## Short task 1
According to the commentary, what country did Secretary of State John F. Kerry make up during his first overseas visit?
## Short task 2
Please rewrite everything in the commentary from "Vice President Joseph" down to "learn the job.", with "shotgun" changed to "rifle".

## Reading passage

☆ ☆ ☆ ☆

Comedian Rodney Dangerfield famously said if you want to look thin, hang out with fat people. Apparently the president has embraced the analogous dictum that if you want to look intelligent, surround yourself with those who aren’t.
Vice President Joseph R. Biden Jr., in his fervor to trample the Second Amendment, proclaimed that women should protect themselves by indiscriminately firing a shotgun into the night. That little gem of illegal lucidity was quickly followed by Mr. Biden’s “just shoot through a door” comment. During his first overseas visit, Secretary of State John F. Kerry put America’s best foot forward by making up a country (Kyrzakhstan), then following that up with the comment that Americans have a “right to be stupid.” Secretary of Defense Chuck Hagel, pilloried in confirmation hearings for his abject unpreparedness and general ignorance of the workings of the Pentagon, said he was going to try really hard to learn the job.

☆ ☆ ☆ ☆

## Data excerpt
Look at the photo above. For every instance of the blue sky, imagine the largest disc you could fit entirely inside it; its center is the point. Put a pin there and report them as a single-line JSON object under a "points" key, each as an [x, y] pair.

☆ ☆ ☆ ☆

## Full answer 1
Kyrzakhstan

## Full answer 2
Vice President Joseph R. Biden Jr., in his fervor to trample the Second Amendment, proclaimed that women should protect themselves by indiscriminately firing a rifle into the night. That little gem of illegal lucidity was quickly followed by Mr. Biden’s “just shoot through a door” comment. During his first overseas visit, Secretary of State John F. Kerry put America’s best foot forward by making up a country (Kyrzakhstan), then following that up with the comment that Americans have a “right to be stupid.” Secretary of Defense Chuck Hagel, pilloried in confirmation hearings for his abject unpreparedness and general ignorance of the workings of the Pentagon, said he was going to try really hard to learn the job.